Микеланджело сделал это, и с такой поразительной точностью, что лишь на голове да на спине статуи осталось несколько еле заметных следов от резца первого неудачливого скульптора. С точки зрения мастерства уже одно это было беспримерным подвигом. Но он сделал большее.
Заказчики — старшины одного из флорентийских цехов — хотели, чтобы скульптор изваял фигуру какого-нибудь христианского святого: она должна была стоять на паперти собора и служить одним из украшений здания. Но Микеланджело стремился к иному. После долгих раздумий он решил воспользоваться для своей статуи одним из многочисленных библейских рассказов — о Давиде. Конечно, Давид не был святым, но все же как-никак библейским персонажем, и заказчики могли чувствовать себя удовлетворенными.
Юноша, вступивший в смертельный бой с грозным великаном и победивший его во имя свободы своего народа, во имя правого дела, — такой сюжет вполне устраивал Микеланджело. Таким он и изобразил своего Давида — спокойным, уверенным в своих силах, мужественным.
…Твердо опираясь на правую ногу, обнаженный подобно античным статуям, готовый взмахнуть пращой, зажатой в левой руке, предстал Давид перед приорами цеха шерстобитов, свободный человек, доблестный гражданин, борец. Могучая голова его с шапкой вьющихся волос была повернута влево, в сторону врага, брови сдвинуты, широко раскрытые глаза бестрепетно высматривали противника.
Давид стал любимцем горожан. Его поставили под синим шатром флорентийского неба, неподалеку от дворца Синьории, который служил своего рода памятником победе флорентийцев над своей феодальной знатью. Простые люди Флоренции — суконщики, ткачи, красильщики — приходили сюда, к своему Гиганту, как любовно окрестили они пятиметрового Давида, чтобы здесь, на главной площади города, если нужно, и с оружием в руках принять участие в решении своих судеб.
Он и сейчас стоял там, мраморный колосс, гордый и непокоренный, готовый к борьбе и бессмертной славе. Уничтожив республику, завоеватели не отважились убрать Гиганта.

(Записи набора данных)
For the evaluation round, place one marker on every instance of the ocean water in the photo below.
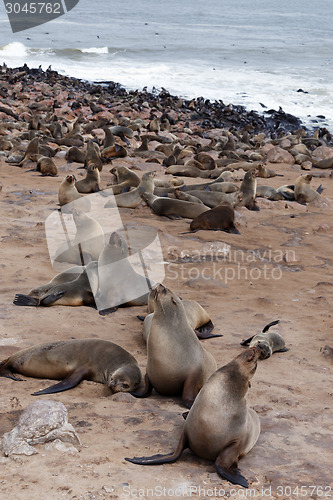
(262, 54)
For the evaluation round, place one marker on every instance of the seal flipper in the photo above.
(25, 300)
(146, 391)
(68, 383)
(267, 327)
(169, 458)
(231, 473)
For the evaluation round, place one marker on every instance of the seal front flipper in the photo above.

• [ЗАДАЧИ И ЗАДАНИЯ]
a - Перепишите из отрывка о Давиде фрагмент начиная со слов «Заказчики — старшины» и заканчивая словами «чувствовать себя удовлетворенными.» включительно.
b - Ответьте на вопросы по отрывку о Давиде.
(i) Фигуру кого хотели получить от скульптора заказчики?
(ii) В какой руке Давид держит пращу?
(iii) Как горожане любовно окрестили статую?

• [ОТВЕТЫ К ЗАДАНИЯМ]
a -
Заказчики — старшины одного из флорентийских цехов — хотели, чтобы скульптор изваял фигуру какого-нибудь христианского святого: она должна была стоять на паперти собора и служить одним из украшений здания. Но Микеланджело стремился к иному. После долгих раздумий он решил воспользоваться для своей статуи одним из многочисленных библейских рассказов — о Давиде. Конечно, Давид не был святым, но все же как-никак библейским персонажем, и заказчики могли чувствовать себя удовлетворенными.

b -
(i) Какого-нибудь христианского святого.
(ii) В левой.
(iii) Гигантом.